* **TASK ITEM**: Every record below is to be restated word for word.
- - -
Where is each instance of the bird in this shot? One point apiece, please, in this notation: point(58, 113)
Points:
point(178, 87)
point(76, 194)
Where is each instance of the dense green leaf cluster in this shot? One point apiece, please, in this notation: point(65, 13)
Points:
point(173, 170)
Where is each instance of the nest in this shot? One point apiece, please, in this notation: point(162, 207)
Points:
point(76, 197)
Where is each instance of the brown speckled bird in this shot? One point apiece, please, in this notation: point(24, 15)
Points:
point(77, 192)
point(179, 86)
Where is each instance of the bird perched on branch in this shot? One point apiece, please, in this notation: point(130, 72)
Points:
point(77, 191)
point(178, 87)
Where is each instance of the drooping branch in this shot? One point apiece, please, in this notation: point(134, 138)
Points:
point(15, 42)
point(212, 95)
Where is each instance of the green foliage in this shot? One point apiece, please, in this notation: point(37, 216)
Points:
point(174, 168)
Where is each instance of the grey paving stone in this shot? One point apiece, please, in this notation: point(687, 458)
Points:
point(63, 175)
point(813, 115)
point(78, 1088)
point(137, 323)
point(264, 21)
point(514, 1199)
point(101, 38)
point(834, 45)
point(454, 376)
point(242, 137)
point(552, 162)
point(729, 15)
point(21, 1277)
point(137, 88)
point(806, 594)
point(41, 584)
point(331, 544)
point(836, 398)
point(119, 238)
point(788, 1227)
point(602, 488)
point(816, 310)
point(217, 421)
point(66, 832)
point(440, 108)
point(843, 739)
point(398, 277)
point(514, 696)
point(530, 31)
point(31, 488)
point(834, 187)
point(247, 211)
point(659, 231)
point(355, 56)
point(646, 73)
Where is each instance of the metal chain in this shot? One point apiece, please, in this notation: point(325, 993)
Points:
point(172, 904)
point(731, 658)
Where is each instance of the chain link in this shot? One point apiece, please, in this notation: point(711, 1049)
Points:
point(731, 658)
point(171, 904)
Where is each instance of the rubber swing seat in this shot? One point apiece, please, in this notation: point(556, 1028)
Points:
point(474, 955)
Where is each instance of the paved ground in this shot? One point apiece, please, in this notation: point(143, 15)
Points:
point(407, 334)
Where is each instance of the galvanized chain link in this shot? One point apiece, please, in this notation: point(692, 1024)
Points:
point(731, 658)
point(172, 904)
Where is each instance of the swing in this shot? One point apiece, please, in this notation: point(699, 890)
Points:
- - -
* **SOLUTION FOR THIS TASK**:
Where is each instance of the bird in this shot? One point apiece, please, in this notation: point(58, 113)
Points:
point(178, 87)
point(76, 194)
Where is each instance of the dense green leaf cluster in this shot? One point apiece, please, in this notation: point(65, 13)
Points:
point(173, 170)
Where is each instance of the nest in this shot? One point apiece, please, in this notation: point(162, 207)
Points:
point(76, 197)
Where is each instance of the brown speckled bird in this shot? One point apiece, please, in this notation: point(24, 15)
Points:
point(77, 192)
point(179, 86)
Where is each instance of the bird perched on branch in this shot? One point apiece, please, in this notation: point(130, 72)
Points:
point(77, 191)
point(178, 87)
Where is each instance of the drooping branch in this shot? One point apiece, please, in this notation: point(134, 138)
Points:
point(15, 42)
point(212, 95)
Where is each instance of the green foliage in this shot? One point apiece, please, in this notation: point(37, 216)
Points:
point(174, 168)
Where is each instance of the grey paving stone in this shot? One point apiece, please, in this notation: point(687, 458)
Points:
point(63, 175)
point(813, 115)
point(78, 1088)
point(137, 323)
point(264, 21)
point(514, 1199)
point(101, 38)
point(834, 45)
point(454, 376)
point(242, 137)
point(552, 162)
point(729, 15)
point(21, 1277)
point(137, 88)
point(806, 594)
point(41, 584)
point(331, 544)
point(836, 398)
point(119, 238)
point(788, 1227)
point(602, 488)
point(816, 310)
point(217, 421)
point(66, 832)
point(440, 108)
point(843, 739)
point(398, 277)
point(514, 696)
point(530, 31)
point(31, 488)
point(834, 187)
point(247, 211)
point(659, 231)
point(355, 56)
point(646, 73)
Where is each instance of the metal chain in this shot? One point apiece, please, in this notation: point(325, 993)
Points:
point(172, 904)
point(731, 658)
Where is each instance of the chain link in this shot? One point apiece, please, in this notation: point(711, 1049)
Points:
point(731, 658)
point(171, 904)
Where is each instance of the rubber swing seat in this shot? One point apiece, please, in this notation: point(556, 1028)
Points:
point(474, 955)
Where is each instance of the paved ground in this shot? One point apiece, please, in this notation: point(143, 15)
Points:
point(407, 334)
Where is each instance of the galvanized chain link in this shot? One point apiece, please, in this notation: point(692, 1024)
Points:
point(731, 658)
point(172, 904)
Where is each instance of the swing in this shot? One point apiece, please, in this notation: point(699, 890)
Points:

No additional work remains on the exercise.